* [Entries supplied]
══════

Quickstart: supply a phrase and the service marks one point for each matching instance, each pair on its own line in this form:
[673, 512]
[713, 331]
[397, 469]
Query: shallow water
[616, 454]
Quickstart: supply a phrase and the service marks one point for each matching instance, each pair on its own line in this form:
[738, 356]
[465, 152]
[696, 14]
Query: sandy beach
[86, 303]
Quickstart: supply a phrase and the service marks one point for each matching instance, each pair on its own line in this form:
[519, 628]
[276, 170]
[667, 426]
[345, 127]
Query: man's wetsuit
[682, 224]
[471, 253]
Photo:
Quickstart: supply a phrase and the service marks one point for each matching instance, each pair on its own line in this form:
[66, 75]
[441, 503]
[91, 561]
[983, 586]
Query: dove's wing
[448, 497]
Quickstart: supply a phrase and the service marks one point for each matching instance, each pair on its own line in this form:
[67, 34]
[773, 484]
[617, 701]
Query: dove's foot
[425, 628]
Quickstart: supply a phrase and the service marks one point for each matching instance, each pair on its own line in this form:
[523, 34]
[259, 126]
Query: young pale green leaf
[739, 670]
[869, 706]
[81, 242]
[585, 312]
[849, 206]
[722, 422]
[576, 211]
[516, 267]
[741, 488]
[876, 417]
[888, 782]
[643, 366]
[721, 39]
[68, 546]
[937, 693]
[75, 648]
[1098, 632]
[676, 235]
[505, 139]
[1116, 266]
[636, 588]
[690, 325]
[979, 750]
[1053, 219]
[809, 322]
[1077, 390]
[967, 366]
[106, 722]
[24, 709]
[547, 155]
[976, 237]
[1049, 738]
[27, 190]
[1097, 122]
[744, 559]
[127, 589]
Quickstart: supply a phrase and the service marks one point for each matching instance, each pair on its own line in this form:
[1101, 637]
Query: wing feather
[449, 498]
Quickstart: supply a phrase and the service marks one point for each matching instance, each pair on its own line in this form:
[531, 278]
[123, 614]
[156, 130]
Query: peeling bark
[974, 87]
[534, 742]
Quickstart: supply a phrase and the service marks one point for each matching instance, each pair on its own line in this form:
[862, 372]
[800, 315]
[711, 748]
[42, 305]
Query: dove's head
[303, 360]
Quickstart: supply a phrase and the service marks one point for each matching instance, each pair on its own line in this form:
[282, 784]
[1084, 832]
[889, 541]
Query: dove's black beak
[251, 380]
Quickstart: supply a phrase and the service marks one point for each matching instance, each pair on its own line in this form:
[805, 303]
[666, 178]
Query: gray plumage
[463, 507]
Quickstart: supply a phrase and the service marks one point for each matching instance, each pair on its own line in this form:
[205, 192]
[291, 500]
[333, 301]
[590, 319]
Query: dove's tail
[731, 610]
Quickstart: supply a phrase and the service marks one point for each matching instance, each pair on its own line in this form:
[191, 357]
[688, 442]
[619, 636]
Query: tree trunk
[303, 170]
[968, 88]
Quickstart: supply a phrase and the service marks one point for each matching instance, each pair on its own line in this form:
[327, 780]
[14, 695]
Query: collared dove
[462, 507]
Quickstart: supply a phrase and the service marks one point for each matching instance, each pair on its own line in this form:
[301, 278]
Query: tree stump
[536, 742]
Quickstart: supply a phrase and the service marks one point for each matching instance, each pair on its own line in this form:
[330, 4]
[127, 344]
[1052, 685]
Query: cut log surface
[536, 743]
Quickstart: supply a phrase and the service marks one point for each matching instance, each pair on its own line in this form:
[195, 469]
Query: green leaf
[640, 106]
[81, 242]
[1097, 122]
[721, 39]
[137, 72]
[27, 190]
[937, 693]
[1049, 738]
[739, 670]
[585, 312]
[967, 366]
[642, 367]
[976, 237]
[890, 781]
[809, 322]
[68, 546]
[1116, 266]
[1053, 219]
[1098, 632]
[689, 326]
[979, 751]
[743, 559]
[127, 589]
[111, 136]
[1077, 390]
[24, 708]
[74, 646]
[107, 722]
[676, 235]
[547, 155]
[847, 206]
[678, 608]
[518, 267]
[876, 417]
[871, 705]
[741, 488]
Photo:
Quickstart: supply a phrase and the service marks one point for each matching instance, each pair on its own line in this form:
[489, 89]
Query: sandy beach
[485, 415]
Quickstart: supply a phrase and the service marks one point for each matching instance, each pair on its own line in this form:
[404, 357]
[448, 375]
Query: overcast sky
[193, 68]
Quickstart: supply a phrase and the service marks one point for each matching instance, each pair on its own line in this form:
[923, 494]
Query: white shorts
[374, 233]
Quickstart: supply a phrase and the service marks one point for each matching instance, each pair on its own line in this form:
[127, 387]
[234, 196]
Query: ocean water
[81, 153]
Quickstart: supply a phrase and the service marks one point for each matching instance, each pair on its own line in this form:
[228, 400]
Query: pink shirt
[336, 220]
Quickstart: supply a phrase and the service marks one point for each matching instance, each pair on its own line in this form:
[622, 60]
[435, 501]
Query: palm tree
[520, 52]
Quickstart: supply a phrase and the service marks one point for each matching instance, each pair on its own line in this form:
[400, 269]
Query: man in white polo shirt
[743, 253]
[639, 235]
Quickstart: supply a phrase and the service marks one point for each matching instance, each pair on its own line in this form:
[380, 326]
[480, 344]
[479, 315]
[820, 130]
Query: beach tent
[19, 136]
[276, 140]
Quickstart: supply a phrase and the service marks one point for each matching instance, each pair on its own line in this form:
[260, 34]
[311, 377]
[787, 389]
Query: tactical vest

══════

Set down the listing above in full, please, exactly as it appears.

* [Result]
Quickstart: supply a phrase and the service marks one point for each matching instance, each pair on its own line in this form:
[673, 512]
[713, 331]
[397, 469]
Query: shallow water
[616, 454]
Quickstart: supply a phrase and the service marks one point for each matching instance, each pair on its own line in this form:
[738, 356]
[465, 152]
[696, 14]
Query: sandy beach
[86, 303]
Quickstart: supply a phrase and the service marks one point for each matching instance, each pair on its own line in this form:
[519, 628]
[276, 170]
[667, 426]
[345, 127]
Query: man's wetsuit
[682, 224]
[471, 253]
Photo:
Quickstart: supply a phrase and the service marks one point for each matching instance, each pair on its own line in this form:
[66, 75]
[441, 503]
[91, 561]
[983, 586]
Query: dove's wing
[448, 497]
Quickstart: supply a phrase and the service marks one point for each matching instance, each pair on its own line in this form:
[67, 34]
[773, 484]
[617, 701]
Query: dove's foot
[425, 628]
Quickstart: supply a phrase and the service marks one point for each matching instance, each pair on its own line in this form:
[523, 34]
[259, 126]
Query: young pale green leaf
[739, 670]
[869, 706]
[81, 242]
[585, 312]
[849, 206]
[722, 422]
[576, 211]
[516, 267]
[741, 488]
[876, 417]
[888, 782]
[643, 366]
[721, 39]
[68, 546]
[937, 693]
[75, 648]
[1098, 632]
[676, 235]
[505, 139]
[1116, 266]
[636, 588]
[690, 325]
[979, 750]
[1053, 219]
[809, 322]
[1077, 390]
[967, 366]
[106, 722]
[24, 709]
[547, 155]
[976, 237]
[1049, 738]
[27, 190]
[1097, 122]
[744, 559]
[127, 589]
Quickstart: supply a phrase and the service marks one point for each matching instance, each pair on its own line in this form:
[1101, 637]
Query: wing feather
[449, 498]
Quickstart: supply a phrase and the service marks one point for each matching instance, each pair on its own line in this form:
[531, 278]
[123, 614]
[156, 130]
Query: peeling bark
[974, 87]
[534, 742]
Quickstart: supply a phrase and the service marks one point for each matching instance, each pair on its own line in this form:
[862, 372]
[800, 315]
[711, 748]
[42, 305]
Query: dove's head
[303, 360]
Quickstart: supply a phrase and the service marks one point for each matching instance, each pair on its own line in this form:
[282, 784]
[1084, 832]
[889, 541]
Query: dove's black beak
[251, 380]
Quickstart: supply a phrase and the service marks one point for each matching instance, each pair on its own line in this form:
[805, 303]
[666, 178]
Query: gray plumage
[463, 507]
Quickstart: supply a phrase and the service marks one point for each matching instance, each pair on its own line in this form:
[205, 192]
[291, 500]
[333, 301]
[590, 319]
Query: dove's tail
[731, 610]
Quickstart: supply a phrase and the service marks one point for each matching instance, each pair on its own line in this form:
[191, 357]
[688, 442]
[619, 636]
Query: tree trunk
[303, 170]
[968, 88]
Quickstart: supply a phrase and the service marks one point for each matching instance, each pair on its own line in this form:
[327, 780]
[14, 695]
Query: collared dove
[462, 507]
Quickstart: supply a phrase and the service marks one point for each matching instance, each pair on its own line in this form:
[301, 278]
Query: tree stump
[536, 742]
Quickstart: supply a phrase and the service marks one point for each matching instance, each pair on its own line in this form:
[330, 4]
[127, 344]
[1052, 685]
Query: cut log surface
[536, 743]
Quickstart: supply a phrase and the service marks one point for each matching instance, each pair on its own line in this form:
[195, 469]
Query: green leaf
[640, 106]
[81, 242]
[1097, 122]
[721, 39]
[137, 72]
[27, 190]
[937, 693]
[1049, 738]
[739, 670]
[585, 312]
[967, 366]
[642, 367]
[976, 237]
[890, 781]
[809, 322]
[68, 546]
[1116, 266]
[1053, 219]
[1098, 632]
[689, 326]
[979, 751]
[743, 559]
[127, 589]
[111, 136]
[1077, 390]
[24, 708]
[74, 646]
[107, 722]
[676, 235]
[547, 155]
[847, 206]
[678, 608]
[518, 267]
[876, 417]
[871, 705]
[741, 488]
Photo:
Quickstart: supply a phrase and the service marks one point for each matching instance, each pair on its own line in this form:
[489, 89]
Query: sandy beach
[485, 415]
Quickstart: supply a phrase and the service marks one point for each matching instance, each pair on its own line in this form:
[404, 357]
[448, 375]
Query: overcast sky
[193, 68]
Quickstart: supply a phrase and the service marks one point for each matching instance, each pair on its own line in this form:
[923, 494]
Query: white shorts
[374, 233]
Quickstart: supply a phrase and the service marks one point for each matching instance, each pair on its own line in this form:
[127, 387]
[234, 196]
Query: ocean water
[81, 153]
Quickstart: supply a phrase and the service marks one point for each matching instance, each pair on its own line in this form:
[228, 400]
Query: pink shirt
[336, 220]
Quickstart: supply a phrase and the service marks one point for each matching instance, each pair on its own line in this form:
[622, 60]
[435, 501]
Query: palm tree
[520, 52]
Quickstart: supply a phrase and the service marks one point for each matching instance, each pair on its own line in this form:
[400, 269]
Query: man in white polo shirt
[743, 253]
[639, 235]
Quickstart: supply a phrase and the service marks one point for each matching instance, each pair on its own line in this form:
[380, 326]
[480, 344]
[479, 315]
[820, 130]
Query: beach tent
[19, 136]
[276, 140]
Quickstart: supply a phrase and the service marks one point for each matching instance, each pair on its own line in this form:
[260, 34]
[311, 377]
[787, 389]
Query: tactical vest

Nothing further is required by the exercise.